EXERCISE DESCRIPTION: Write the material out again exactly.

DATA ENTRIES:

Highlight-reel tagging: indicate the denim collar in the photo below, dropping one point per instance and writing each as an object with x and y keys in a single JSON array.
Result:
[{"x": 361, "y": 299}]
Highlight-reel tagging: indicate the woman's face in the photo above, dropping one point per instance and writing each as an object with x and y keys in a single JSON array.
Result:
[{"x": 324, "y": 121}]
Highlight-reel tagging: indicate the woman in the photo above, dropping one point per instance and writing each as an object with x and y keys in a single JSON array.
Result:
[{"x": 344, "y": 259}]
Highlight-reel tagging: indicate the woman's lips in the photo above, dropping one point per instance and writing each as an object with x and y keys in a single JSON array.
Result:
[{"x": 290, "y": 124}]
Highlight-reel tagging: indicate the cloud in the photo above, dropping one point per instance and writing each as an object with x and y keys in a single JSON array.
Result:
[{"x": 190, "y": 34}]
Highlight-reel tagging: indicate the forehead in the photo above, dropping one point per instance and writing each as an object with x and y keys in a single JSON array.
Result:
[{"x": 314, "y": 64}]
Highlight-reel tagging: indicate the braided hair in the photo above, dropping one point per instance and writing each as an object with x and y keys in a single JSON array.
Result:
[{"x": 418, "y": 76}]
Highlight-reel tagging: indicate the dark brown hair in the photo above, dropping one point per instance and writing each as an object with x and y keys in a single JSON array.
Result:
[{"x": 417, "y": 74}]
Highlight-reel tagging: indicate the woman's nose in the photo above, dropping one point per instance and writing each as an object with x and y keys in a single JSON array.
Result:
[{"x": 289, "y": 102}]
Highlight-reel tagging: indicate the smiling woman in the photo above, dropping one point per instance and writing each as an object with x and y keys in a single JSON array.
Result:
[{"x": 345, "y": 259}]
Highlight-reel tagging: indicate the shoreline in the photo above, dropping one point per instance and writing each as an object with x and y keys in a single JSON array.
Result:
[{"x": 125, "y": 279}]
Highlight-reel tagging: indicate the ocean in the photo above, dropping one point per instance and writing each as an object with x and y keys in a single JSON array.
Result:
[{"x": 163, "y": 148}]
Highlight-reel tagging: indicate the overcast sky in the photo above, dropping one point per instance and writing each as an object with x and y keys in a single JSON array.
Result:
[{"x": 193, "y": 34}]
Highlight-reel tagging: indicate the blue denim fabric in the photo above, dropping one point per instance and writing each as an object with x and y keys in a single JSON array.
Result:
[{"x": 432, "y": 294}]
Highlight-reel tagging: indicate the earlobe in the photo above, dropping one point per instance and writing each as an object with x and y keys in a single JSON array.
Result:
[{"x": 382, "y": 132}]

FINISHED EXERCISE:
Highlight-reel tagging: indicate the denim collar in the photo below, dropping one point per instance and writing each as an object with x and y keys in a single JSON array.
Result:
[{"x": 361, "y": 299}]
Highlight-reel tagging: indicate the woman's face in the photo above, dropping one point per instance and writing each as an object with x and y keys in a single JSON array.
Result:
[{"x": 324, "y": 121}]
Highlight-reel tagging: indicate the woman in the photo above, dropping one point per instance and writing each as an object with x and y keys in a single JSON array.
Result:
[{"x": 344, "y": 259}]
Highlight-reel tagging: indicate the woman's lips in the photo above, dropping one point per instance and writing each as an object with x and y keys in a single JSON array.
Result:
[{"x": 290, "y": 124}]
Highlight-reel tagging: indicate the cloud in the photo above, dropping one point per instance and writing each as an object with x and y keys in a single JSON array.
Result:
[{"x": 190, "y": 34}]
Highlight-reel tagging: indicate the forehead in the photo above, dropping one point per instance and writing each as an object with x and y keys in a single JSON array.
Result:
[{"x": 314, "y": 64}]
Highlight-reel tagging: indicate the braided hair in the photo above, dropping one point per instance and writing each as an object with x and y keys in a single JSON array.
Result:
[{"x": 418, "y": 76}]
Highlight-reel tagging: indicate the dark brown hair in the photo above, dropping one point per instance and writing each as an object with x and y keys in a single JSON array.
Result:
[{"x": 417, "y": 74}]
Highlight-reel tagging: indicate the woman's nose in the photo above, dropping one point per instance and writing each as an object with x and y keys in a single JSON array.
Result:
[{"x": 289, "y": 102}]
Highlight-reel tagging: indicate the smiling woman in the photo above, dropping one point per instance and writing each as an object with x and y keys in a single JSON array.
Result:
[{"x": 345, "y": 259}]
Highlight-reel tagging: indicate the shoreline in the photo above, dropping one point per instance and writing each as an object with x and y keys in a single JSON array.
Result:
[{"x": 125, "y": 279}]
Highlight-reel tagging: indicate the ocean in the photo above, dropping one point per instance and writing each as an object with x and y keys in a single JSON array.
Result:
[{"x": 163, "y": 148}]
Highlight-reel tagging: indicate the overcast sky in the photo above, dropping one point per instance and writing each as an object with x and y keys in a single JSON array.
Result:
[{"x": 193, "y": 34}]
Highlight-reel tagging: indicate the blue denim fabric in the photo above, dropping one point per instance and writing each as an object with x and y keys in a single JSON array.
Result:
[{"x": 432, "y": 294}]
Highlight-reel tagging: indicate the earlobe in the photo above, dropping one point per instance and writing each as an object with x and y keys in a single JSON array.
Result:
[{"x": 382, "y": 132}]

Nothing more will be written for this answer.